_FRAGMENTO_
....
El estudio de la Universidad de Sendai analiza también los condicionantes sociales, llegando a la conclusión de que son cruciales. “Las madres de niños con altos niveles de tiempo frente a la pantalla se caracterizaban por ser más jóvenes y tener unos ingresos familiares más bajos”, reza entre sus conclusiones. El nivel educativo o la depresión postparto también son factores que pueden disparar el uso de pantallas, señala. Criarse delante del televisor, o del móvil, en el fondo, es una cuestión de clase.
Dos décadas de convivencia con pantallas
Hace apenas 20 años la única pantalla que presidía una casa media era la televisión, en algunos casos un ordenador de sobremesa. Pero desde entonces la explosión tecnológica de móviles, tabletas y consolas ha hecho que su presencia sea casi ubicua. Los neurocientíficos empezaron a estudiar el impacto de las pantallas en los cerebros de los bebés hace unos años, intentando combatir o justificar los miedos y prejuicios con datos. El problema es que muchos de estos estudios analizaron las pantallas de forma genérica, sin diferenciar entre un vídeo educativo, una videollamada con un familiar o un chorro de clips virales de TikTok.
El estudio presente tampoco ha tenido en cuenta el contenido que consumen los bebés, pero puntualiza, señalando análisis anteriores, que ciertos vídeos pueden tener un aspecto educativo. “De hecho, un metaanálisis anterior demostró que un mayor uso [en general] de las pantallas estaba asociado con una disminución de las habilidades lingüísticas, mientras que el tiempo de pantalla dedicado a programas educativos se relacionaba con un aumento de estas habilidades”, señala el estudio.
Las pantallas llevan poco tiempo entre nosotros y los neurocientíficos aún no tienen todas las respuestas. Lo que parece evidente es que las experiencias físicas y humanas son las que ayudan a mejorar las habilidades sociales y cognitivas de los niños. Las pantallas pueden ser un cómodo sucedáneo de estas experiencias, pero no tienen el mismo efecto. Así lo explicaba Patricia Kuhl, codirectora del Instituto de Aprendizaje y Ciencias del Cerebro de la Universidad de Washington, en un estudio de Unicef: “Lo que hemos descubierto es que los bebés de menos de un año, no aprenden de una pantalla. Aunque les enseñes vídeos cautivadores, la diferencia en el aprendizaje es extraordinaria. Obtienes un aprendizaje genial de un ser humano vivo, y obtienes cero aprendizaje de una máquina”.
....
_DATOS DEL EJERCICIO_
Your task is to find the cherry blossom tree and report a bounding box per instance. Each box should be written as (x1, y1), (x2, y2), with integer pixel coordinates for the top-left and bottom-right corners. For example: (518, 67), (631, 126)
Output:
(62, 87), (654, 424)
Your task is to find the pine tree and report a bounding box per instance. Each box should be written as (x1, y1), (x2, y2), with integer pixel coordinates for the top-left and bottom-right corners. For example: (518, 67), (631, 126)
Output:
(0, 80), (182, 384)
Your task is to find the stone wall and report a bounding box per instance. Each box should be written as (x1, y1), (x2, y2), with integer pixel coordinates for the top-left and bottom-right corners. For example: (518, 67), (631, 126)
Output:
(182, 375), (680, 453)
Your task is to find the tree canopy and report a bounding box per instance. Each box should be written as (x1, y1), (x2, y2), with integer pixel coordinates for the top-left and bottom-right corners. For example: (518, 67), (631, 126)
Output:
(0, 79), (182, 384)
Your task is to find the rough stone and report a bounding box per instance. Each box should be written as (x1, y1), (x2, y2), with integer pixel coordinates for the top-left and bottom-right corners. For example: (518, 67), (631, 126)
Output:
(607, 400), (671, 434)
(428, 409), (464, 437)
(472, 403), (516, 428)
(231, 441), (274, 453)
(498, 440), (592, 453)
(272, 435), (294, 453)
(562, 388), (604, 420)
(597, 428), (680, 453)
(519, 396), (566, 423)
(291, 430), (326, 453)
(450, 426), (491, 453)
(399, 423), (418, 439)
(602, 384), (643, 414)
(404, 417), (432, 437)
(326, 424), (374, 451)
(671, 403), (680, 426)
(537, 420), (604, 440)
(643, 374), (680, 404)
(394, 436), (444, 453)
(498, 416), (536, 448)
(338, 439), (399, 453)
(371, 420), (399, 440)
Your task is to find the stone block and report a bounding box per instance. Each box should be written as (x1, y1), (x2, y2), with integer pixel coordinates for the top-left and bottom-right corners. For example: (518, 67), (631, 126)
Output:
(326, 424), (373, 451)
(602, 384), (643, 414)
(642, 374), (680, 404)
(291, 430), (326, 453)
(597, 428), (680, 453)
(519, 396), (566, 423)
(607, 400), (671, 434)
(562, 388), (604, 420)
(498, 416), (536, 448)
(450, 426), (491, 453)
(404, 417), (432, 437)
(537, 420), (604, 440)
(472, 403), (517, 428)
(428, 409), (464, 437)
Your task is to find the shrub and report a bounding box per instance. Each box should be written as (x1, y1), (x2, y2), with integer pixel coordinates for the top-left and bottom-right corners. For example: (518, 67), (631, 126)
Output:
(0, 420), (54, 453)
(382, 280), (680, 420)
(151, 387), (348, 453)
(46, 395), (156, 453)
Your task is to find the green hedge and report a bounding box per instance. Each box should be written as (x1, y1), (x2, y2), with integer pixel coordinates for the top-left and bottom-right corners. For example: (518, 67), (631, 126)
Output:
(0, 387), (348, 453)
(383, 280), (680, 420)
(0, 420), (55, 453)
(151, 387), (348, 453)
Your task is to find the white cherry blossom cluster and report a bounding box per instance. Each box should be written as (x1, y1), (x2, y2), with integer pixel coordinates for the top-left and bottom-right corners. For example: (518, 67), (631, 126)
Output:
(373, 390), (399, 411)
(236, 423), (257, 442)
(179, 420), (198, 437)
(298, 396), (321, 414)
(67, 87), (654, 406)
....
_PRUÉBALO_
Reproduce del fragmento sobre los bebés y las pantallas el pasaje que va de "Dos décadas de" a "virales de TikTok.", ambos incluidos.

_RESULTADO ABAJO_
Dos décadas de convivencia con pantallas
Hace apenas 20 años la única pantalla que presidía una casa media era la televisión, en algunos casos un ordenador de sobremesa. Pero desde entonces la explosión tecnológica de móviles, tabletas y consolas ha hecho que su presencia sea casi ubicua. Los neurocientíficos empezaron a estudiar el impacto de las pantallas en los cerebros de los bebés hace unos años, intentando combatir o justificar los miedos y prejuicios con datos. El problema es que muchos de estos estudios analizaron las pantallas de forma genérica, sin diferenciar entre un vídeo educativo, una videollamada con un familiar o un chorro de clips virales de TikTok.